### DATA LINES
────────────────

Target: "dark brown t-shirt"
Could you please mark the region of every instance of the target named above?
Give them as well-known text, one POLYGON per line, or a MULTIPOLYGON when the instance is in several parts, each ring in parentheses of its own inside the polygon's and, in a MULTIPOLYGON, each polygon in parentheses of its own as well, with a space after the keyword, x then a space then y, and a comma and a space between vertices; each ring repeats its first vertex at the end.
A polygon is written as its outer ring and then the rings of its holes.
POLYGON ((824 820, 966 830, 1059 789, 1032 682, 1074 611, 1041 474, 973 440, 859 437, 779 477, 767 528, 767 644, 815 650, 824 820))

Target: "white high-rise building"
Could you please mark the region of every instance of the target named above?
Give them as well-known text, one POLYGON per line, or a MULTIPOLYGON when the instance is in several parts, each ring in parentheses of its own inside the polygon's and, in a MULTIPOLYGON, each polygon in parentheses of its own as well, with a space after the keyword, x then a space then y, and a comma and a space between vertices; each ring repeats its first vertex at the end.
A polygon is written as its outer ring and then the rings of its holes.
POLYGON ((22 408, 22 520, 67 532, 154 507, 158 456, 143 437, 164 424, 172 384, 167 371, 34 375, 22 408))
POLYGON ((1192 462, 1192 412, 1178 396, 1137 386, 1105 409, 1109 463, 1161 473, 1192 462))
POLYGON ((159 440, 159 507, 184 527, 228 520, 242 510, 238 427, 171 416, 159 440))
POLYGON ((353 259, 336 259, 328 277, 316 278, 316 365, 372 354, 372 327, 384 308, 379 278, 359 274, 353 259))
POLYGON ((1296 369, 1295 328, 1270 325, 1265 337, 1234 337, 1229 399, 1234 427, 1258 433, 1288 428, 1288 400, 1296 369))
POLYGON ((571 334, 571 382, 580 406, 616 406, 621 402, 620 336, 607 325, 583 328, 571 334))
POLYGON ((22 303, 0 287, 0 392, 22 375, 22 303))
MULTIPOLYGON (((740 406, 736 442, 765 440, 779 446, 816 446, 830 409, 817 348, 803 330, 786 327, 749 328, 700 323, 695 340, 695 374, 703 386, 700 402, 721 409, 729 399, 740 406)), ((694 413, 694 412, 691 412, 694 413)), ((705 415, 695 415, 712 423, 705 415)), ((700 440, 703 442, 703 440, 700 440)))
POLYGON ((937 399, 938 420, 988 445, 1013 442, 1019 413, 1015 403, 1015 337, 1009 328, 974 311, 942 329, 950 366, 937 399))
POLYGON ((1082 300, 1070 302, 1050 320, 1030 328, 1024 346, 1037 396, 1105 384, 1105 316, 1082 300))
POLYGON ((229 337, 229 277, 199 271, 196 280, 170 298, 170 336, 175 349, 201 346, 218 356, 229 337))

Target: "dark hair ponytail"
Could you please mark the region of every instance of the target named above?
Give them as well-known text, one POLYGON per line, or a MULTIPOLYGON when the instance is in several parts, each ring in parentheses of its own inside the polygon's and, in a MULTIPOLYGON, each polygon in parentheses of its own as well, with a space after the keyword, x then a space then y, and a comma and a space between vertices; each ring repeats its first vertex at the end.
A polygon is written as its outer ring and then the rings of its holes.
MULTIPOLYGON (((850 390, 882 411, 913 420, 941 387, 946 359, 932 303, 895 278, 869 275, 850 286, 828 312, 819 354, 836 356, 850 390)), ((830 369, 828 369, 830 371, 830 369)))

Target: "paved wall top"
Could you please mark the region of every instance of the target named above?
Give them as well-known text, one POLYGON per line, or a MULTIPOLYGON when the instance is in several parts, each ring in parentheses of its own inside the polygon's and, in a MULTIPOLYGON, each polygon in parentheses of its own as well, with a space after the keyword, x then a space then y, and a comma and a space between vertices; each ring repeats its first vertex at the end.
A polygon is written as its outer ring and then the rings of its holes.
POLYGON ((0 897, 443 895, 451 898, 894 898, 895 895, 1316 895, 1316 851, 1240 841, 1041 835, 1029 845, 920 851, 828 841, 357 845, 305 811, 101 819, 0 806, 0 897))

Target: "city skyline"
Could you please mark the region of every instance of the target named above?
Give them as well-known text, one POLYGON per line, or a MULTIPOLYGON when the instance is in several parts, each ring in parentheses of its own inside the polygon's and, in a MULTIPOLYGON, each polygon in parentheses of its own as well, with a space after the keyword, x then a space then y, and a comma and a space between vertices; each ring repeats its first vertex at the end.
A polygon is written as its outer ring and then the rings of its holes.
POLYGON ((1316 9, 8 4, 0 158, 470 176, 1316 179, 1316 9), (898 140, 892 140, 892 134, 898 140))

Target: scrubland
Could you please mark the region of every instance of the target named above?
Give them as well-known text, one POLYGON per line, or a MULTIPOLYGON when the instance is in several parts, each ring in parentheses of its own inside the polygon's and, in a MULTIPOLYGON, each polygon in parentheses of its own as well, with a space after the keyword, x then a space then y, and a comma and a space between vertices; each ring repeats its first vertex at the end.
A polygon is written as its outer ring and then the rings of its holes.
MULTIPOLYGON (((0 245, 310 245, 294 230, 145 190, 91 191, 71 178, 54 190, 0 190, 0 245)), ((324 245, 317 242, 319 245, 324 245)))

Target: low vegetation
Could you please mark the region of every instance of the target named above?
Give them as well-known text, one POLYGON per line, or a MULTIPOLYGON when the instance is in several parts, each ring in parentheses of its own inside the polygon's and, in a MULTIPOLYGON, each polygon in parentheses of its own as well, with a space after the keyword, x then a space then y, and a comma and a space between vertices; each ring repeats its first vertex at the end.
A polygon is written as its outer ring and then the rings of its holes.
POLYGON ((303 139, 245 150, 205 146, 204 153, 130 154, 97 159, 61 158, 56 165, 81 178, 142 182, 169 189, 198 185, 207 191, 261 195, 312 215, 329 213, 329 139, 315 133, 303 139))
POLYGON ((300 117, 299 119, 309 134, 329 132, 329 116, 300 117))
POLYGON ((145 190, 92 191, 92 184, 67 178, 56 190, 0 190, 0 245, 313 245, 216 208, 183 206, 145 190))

────────────────

### WORK TO BE COMPLETED
Lay out all the records above as a numbered list, one line per item, with the blank lines dropped.

### FULL OUTPUT
1. Target: "dark brown t-shirt"
2. Could you please mark the region of every instance of the target named above?
3. Give them as well-known text, one POLYGON per line, or a MULTIPOLYGON when the instance is in several parts, each ring in parentheses of its own inside the polygon's and, in a MULTIPOLYGON, each polygon in parentheses of its own as well, with a space after the keyword, x then a space then y, and a comma and a space between vertices; each ring repeats its first vertex at the end.
4. A polygon is written as its outer ring and then the rings of its holes.
5. POLYGON ((824 820, 966 830, 1059 789, 1032 682, 1074 611, 1041 474, 973 440, 859 437, 779 477, 767 528, 767 644, 815 650, 824 820))
6. Target: "white high-rise building"
7. Could you please mark the region of every instance of the target named above?
8. Give them as well-known text, one POLYGON per line, or a MULTIPOLYGON when the instance is in several parts, each ring in parentheses of its own inside the polygon's and, in a MULTIPOLYGON, each polygon in parentheses of its own as well, with a space after the keyword, x then a space then y, and a comma and a space between vertices; each ring repeats its first vertex at the end.
9. A polygon is written as its outer ring and then the rings of its holes.
10. POLYGON ((22 408, 22 520, 67 532, 154 507, 158 456, 143 437, 164 424, 172 384, 167 371, 34 375, 22 408))
11. POLYGON ((1192 462, 1192 412, 1178 396, 1137 386, 1105 409, 1109 463, 1161 473, 1192 462))
12. POLYGON ((159 440, 159 507, 184 527, 228 520, 242 510, 238 427, 171 416, 159 440))
13. POLYGON ((353 259, 336 259, 328 277, 316 278, 316 365, 372 354, 372 327, 384 308, 379 278, 359 274, 353 259))
14. POLYGON ((1296 369, 1295 328, 1270 325, 1265 337, 1234 337, 1229 399, 1234 427, 1258 433, 1288 428, 1288 400, 1296 369))
15. POLYGON ((571 334, 571 382, 580 406, 616 406, 621 402, 620 336, 607 325, 583 328, 571 334))
16. POLYGON ((22 303, 0 287, 0 392, 22 375, 22 303))
17. MULTIPOLYGON (((740 406, 736 442, 765 440, 779 446, 816 446, 830 409, 817 348, 803 330, 786 327, 749 328, 700 323, 695 340, 695 374, 703 386, 700 402, 721 409, 729 399, 740 406)), ((694 413, 694 412, 691 412, 694 413)), ((705 415, 695 415, 712 423, 705 415)), ((700 440, 703 442, 703 440, 700 440)))
18. POLYGON ((937 399, 938 420, 988 445, 1013 442, 1019 413, 1015 403, 1015 337, 1009 328, 974 311, 942 329, 950 366, 937 399))
19. POLYGON ((1082 300, 1070 302, 1050 320, 1030 328, 1024 346, 1037 396, 1105 384, 1105 316, 1082 300))
20. POLYGON ((229 337, 229 277, 199 271, 196 280, 170 298, 170 336, 175 349, 201 346, 218 356, 229 337))
21. Target: "dark hair ponytail"
22. Could you please mark the region of every instance of the target named above?
23. Give them as well-known text, one POLYGON per line, or a MULTIPOLYGON when the instance is in several parts, each ring in parentheses of its own inside the polygon's and, in a MULTIPOLYGON, each polygon in parentheses of its own as well, with a space after the keyword, x then a space then y, and a comma and a space between vertices; each ring repeats its first vertex at the end.
24. A polygon is written as its outer ring and then the rings of its holes.
25. MULTIPOLYGON (((850 390, 882 411, 913 420, 941 387, 946 359, 932 303, 895 278, 869 275, 850 286, 828 312, 819 354, 836 356, 850 390)), ((830 369, 828 369, 830 371, 830 369)))
26. Target: "paved wall top"
27. Could you please mark the region of every instance of the target named above?
28. Give them as well-known text, one POLYGON per line, or a MULTIPOLYGON when the instance is in several parts, each ring in parentheses of its own inside the polygon's and, in a MULTIPOLYGON, each polygon in parentheses of its own as well, with a space after the keyword, x then a space then y, and a comma and a space between vertices; each ring repeats its first vertex at the end.
29. A polygon is written as its outer ring and then the rings of its holes.
30. POLYGON ((0 897, 443 895, 451 898, 894 898, 895 895, 1316 895, 1316 851, 1240 841, 1041 835, 1029 845, 920 851, 828 841, 357 845, 305 811, 101 819, 0 806, 0 897))
31. Target: "city skyline"
32. Could you please mark the region of every instance of the target named above?
33. Give them as well-known text, one POLYGON per line, or a MULTIPOLYGON when the instance is in several parts, each ring in parentheses of its own inside the polygon's and, in a MULTIPOLYGON, each polygon in parentheses of its own as well, with a space after the keyword, x then a space then y, and a comma and a space between vertices; each ring repeats its first vertex at the end.
34. A polygon is written as its outer ring and then the rings of its holes.
35. POLYGON ((1316 9, 8 4, 0 158, 470 176, 1316 179, 1316 9), (898 140, 892 140, 892 134, 898 140))
36. Target: scrubland
37. Could you please mark the region of every instance of the target named above?
38. Give them as well-known text, one POLYGON per line, or a MULTIPOLYGON when the instance is in several parts, each ring in parentheses of its own inside the polygon's and, in a MULTIPOLYGON, each polygon in parentheses of its own as well, with a space after the keyword, x then a space then y, and a comma and a space between vertices; each ring repeats its first vertex at the end.
39. A polygon is written as its outer ring and then the rings of its holes.
40. MULTIPOLYGON (((0 245, 310 245, 294 230, 145 190, 91 191, 71 178, 54 190, 0 190, 0 245)), ((324 245, 317 242, 319 245, 324 245)))
41. Target: low vegetation
42. Could you please mark the region of every instance of the target named above?
43. Give them as well-known text, one POLYGON per line, or a MULTIPOLYGON when the instance is in several parts, each ring in parentheses of its own inside the polygon's and, in a MULTIPOLYGON, each polygon in parentheses of its own as well, with a space after the keyword, x then a space then y, and a comma and a space between vertices; each ring repeats its first vertex at the end.
44. A polygon is written as its outer ring and then the rings of its holes.
45. POLYGON ((303 139, 245 150, 205 146, 204 153, 130 154, 97 159, 61 158, 56 165, 81 178, 142 182, 169 189, 198 185, 207 191, 261 195, 312 215, 329 213, 329 139, 315 133, 303 139))
46. POLYGON ((300 117, 299 119, 309 134, 329 132, 329 116, 300 117))
47. POLYGON ((145 190, 92 191, 92 184, 67 178, 56 190, 0 190, 0 245, 313 245, 216 208, 183 206, 145 190))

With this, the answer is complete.